Problem requirements: State the number of lines in these records that include the word "bumper", and add nothing to it.
*** Information provided ***
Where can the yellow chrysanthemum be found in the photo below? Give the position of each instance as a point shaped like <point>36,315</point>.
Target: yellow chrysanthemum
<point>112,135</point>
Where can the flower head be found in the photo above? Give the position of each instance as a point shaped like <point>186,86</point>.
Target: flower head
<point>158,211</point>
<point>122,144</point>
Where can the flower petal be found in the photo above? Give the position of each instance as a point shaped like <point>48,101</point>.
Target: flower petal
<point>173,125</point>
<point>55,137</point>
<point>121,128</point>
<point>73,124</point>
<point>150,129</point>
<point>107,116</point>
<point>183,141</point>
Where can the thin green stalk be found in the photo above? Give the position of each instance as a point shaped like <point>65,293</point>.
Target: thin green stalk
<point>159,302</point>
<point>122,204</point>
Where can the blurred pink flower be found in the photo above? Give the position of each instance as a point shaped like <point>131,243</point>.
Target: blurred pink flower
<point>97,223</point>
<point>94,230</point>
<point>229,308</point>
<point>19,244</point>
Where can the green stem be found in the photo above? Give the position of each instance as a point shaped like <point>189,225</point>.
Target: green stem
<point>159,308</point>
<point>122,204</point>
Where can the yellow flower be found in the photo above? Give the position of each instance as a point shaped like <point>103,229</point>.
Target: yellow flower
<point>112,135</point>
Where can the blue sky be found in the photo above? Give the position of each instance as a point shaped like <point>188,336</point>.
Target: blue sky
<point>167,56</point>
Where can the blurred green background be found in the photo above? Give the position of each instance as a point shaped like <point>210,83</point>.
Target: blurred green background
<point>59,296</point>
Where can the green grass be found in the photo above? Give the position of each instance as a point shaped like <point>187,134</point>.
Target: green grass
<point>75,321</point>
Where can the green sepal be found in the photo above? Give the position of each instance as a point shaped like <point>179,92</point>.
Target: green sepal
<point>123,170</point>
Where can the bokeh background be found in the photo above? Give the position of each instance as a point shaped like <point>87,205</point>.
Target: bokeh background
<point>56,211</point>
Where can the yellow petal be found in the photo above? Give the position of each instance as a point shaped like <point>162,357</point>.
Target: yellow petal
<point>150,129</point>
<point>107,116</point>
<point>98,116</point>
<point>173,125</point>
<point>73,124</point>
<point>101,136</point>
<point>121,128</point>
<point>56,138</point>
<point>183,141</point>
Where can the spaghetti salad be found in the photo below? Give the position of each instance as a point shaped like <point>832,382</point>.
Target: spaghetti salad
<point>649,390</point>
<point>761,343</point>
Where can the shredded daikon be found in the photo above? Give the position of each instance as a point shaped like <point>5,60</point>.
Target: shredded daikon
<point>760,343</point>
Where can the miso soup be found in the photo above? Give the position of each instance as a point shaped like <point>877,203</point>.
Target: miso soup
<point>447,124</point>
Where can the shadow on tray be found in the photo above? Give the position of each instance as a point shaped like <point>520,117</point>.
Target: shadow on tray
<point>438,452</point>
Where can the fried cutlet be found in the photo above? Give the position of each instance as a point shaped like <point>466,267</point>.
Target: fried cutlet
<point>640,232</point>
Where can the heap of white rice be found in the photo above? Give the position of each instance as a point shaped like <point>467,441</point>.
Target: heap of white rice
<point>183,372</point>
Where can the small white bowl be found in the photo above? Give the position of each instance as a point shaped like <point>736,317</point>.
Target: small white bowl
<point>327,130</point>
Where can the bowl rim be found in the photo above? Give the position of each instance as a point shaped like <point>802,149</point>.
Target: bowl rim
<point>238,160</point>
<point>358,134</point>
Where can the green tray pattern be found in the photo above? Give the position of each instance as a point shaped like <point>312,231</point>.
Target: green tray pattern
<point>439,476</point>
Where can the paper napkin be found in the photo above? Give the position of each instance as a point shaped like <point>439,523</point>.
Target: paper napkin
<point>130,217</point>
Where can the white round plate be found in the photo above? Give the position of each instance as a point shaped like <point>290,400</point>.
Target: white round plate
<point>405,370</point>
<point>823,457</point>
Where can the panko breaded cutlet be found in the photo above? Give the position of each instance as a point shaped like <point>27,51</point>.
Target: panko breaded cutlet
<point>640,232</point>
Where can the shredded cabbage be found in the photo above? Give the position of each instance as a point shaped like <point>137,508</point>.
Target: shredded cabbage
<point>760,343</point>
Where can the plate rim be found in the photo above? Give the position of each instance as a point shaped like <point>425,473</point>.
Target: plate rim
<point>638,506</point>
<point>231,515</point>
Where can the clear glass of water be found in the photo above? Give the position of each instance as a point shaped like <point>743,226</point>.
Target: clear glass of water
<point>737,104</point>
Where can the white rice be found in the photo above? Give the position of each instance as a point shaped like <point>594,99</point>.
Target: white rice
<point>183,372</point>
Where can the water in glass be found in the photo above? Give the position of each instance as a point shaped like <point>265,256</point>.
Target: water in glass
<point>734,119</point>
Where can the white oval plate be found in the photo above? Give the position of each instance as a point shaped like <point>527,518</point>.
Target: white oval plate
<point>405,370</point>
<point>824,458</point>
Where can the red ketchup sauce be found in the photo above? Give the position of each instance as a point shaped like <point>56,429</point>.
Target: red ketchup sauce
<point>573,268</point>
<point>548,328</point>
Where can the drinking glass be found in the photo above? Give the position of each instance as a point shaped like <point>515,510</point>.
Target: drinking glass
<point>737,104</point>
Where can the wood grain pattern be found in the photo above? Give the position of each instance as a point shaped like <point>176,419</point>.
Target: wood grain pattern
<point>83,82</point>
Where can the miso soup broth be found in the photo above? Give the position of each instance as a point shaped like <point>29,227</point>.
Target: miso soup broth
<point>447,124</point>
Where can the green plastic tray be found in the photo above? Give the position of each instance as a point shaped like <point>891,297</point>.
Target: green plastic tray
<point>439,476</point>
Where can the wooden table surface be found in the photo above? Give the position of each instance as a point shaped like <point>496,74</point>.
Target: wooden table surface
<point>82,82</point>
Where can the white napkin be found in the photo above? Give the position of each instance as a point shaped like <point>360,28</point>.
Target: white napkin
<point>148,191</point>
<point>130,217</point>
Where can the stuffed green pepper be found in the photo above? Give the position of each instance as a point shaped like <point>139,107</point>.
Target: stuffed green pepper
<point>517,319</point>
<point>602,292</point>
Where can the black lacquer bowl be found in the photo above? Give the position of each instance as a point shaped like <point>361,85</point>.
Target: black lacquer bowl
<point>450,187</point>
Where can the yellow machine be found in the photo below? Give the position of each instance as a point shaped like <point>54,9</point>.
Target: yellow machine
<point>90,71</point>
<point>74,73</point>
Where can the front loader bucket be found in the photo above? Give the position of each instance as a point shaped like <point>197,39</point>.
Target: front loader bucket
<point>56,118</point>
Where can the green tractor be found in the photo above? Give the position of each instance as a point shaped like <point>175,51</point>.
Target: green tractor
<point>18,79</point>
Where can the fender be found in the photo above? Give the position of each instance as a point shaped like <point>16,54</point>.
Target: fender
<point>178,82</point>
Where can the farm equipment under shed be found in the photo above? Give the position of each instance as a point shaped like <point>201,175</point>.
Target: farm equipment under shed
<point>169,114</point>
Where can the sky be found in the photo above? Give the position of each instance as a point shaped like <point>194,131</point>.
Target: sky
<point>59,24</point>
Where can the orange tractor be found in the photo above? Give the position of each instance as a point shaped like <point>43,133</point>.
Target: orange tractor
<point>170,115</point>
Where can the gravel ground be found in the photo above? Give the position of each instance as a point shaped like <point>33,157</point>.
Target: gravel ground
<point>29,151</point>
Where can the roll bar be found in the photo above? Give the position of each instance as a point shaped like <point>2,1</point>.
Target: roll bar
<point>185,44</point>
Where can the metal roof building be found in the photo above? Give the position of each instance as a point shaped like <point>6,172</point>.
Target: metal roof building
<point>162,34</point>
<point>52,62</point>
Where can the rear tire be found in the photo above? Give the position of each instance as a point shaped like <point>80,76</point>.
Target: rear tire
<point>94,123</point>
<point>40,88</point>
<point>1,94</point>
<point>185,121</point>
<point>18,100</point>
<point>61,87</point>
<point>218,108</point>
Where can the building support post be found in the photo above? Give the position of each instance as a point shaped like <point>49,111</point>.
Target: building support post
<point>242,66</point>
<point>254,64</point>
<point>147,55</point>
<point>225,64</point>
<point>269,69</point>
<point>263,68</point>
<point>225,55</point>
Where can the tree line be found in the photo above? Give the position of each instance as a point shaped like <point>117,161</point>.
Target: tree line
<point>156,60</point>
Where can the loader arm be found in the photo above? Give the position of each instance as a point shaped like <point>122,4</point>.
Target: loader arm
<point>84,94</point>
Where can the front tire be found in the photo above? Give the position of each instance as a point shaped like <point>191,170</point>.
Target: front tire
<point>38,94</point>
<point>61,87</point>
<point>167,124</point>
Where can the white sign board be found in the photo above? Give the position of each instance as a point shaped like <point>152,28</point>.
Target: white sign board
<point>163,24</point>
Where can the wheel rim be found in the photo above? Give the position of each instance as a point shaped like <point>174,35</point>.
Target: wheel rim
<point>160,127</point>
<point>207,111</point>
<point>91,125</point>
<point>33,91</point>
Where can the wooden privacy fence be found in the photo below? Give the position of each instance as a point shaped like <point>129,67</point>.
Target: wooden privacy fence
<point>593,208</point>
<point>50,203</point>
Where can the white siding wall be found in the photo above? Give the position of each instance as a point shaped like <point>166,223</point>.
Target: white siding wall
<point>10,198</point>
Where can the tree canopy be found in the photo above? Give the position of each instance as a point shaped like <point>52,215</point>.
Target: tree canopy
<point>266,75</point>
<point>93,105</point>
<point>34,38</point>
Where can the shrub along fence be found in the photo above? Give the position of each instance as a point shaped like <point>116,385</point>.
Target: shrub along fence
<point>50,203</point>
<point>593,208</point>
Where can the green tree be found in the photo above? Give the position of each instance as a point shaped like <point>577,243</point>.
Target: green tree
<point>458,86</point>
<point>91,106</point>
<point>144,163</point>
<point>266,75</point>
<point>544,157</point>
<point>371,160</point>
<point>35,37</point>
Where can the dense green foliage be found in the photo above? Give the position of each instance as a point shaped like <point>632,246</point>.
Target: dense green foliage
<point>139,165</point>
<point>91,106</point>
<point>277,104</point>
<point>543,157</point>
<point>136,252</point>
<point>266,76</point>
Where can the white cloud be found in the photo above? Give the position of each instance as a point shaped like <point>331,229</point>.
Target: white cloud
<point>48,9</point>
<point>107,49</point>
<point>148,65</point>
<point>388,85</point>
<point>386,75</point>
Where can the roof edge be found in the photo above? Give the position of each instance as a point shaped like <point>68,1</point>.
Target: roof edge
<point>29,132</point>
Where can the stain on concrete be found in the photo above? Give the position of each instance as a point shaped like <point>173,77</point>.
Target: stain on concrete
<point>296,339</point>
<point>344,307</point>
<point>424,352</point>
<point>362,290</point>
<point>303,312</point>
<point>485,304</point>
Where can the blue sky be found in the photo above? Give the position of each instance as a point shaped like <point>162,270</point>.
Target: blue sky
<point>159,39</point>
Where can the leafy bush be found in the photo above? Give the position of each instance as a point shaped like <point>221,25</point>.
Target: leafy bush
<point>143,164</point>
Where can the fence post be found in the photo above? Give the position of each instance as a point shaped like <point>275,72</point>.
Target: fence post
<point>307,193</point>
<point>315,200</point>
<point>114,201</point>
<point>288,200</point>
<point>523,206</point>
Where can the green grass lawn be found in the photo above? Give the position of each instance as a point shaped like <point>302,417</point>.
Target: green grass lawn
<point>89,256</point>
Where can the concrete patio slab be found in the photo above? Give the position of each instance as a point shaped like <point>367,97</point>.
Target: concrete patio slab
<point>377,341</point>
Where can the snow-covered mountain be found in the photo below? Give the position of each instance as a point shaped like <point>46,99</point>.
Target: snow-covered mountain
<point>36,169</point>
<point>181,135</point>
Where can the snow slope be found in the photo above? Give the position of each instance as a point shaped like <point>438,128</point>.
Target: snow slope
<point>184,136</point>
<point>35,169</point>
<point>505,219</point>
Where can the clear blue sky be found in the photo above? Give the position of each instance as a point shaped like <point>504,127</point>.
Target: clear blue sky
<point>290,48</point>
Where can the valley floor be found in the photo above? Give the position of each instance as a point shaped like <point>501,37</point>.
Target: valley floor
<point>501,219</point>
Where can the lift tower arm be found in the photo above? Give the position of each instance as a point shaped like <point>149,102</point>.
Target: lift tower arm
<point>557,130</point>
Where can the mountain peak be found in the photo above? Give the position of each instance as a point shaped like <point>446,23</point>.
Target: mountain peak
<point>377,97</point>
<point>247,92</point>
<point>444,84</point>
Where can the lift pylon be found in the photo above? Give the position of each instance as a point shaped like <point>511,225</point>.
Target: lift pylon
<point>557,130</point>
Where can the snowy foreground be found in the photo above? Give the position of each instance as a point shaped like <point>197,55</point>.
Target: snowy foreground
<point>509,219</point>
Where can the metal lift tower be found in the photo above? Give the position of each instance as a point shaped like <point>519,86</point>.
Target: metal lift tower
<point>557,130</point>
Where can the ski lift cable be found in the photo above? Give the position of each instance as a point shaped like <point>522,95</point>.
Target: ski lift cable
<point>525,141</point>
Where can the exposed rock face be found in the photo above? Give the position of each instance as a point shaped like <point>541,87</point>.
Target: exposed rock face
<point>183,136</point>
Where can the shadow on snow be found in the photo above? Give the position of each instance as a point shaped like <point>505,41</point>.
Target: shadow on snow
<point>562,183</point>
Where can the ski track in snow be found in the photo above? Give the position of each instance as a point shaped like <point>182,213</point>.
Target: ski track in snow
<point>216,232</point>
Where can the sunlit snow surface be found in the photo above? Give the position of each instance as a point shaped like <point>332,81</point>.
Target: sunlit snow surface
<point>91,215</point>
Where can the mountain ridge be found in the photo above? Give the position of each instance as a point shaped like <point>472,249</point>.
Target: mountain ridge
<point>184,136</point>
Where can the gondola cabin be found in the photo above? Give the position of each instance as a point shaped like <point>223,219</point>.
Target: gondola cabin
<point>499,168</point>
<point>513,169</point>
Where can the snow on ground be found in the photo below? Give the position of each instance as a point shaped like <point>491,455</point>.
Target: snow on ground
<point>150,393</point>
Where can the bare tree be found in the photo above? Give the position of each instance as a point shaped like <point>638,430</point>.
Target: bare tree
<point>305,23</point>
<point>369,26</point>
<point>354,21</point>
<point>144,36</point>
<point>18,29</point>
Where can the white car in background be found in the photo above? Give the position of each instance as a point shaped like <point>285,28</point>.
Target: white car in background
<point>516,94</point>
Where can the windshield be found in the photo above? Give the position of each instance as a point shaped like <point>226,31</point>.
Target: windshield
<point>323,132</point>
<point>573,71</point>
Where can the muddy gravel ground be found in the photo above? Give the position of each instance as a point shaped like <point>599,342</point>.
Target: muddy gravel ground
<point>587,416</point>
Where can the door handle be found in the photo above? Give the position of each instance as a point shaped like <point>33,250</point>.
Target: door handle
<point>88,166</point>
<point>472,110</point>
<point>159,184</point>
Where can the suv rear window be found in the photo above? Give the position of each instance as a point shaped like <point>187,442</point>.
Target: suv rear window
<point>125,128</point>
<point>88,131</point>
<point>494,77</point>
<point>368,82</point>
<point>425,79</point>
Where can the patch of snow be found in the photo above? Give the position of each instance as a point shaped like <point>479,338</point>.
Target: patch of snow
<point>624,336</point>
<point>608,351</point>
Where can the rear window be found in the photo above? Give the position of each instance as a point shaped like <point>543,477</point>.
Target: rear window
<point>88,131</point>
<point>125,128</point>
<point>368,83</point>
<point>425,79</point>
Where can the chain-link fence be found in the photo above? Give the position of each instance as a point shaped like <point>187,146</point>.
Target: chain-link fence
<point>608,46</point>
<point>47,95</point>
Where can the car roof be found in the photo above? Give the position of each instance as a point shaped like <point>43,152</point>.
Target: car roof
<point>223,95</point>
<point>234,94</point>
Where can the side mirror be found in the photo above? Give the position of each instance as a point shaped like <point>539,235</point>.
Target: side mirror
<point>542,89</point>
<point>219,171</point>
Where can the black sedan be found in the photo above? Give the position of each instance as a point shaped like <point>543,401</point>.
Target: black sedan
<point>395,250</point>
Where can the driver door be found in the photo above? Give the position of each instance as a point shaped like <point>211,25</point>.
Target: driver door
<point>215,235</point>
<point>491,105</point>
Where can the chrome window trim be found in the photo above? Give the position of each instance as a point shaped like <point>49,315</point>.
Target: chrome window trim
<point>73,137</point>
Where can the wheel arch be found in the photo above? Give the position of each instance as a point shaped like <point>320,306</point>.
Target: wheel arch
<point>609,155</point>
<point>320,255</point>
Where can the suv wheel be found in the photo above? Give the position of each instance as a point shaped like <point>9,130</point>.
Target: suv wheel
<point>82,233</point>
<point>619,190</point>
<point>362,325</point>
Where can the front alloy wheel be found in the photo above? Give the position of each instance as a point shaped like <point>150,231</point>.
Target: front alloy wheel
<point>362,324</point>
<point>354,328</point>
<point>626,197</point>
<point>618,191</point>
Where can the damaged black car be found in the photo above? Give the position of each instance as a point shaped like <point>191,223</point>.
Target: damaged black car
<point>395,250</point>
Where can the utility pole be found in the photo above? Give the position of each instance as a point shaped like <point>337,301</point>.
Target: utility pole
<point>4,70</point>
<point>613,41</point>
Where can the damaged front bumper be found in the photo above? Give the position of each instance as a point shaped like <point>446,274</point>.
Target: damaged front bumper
***
Reply: 2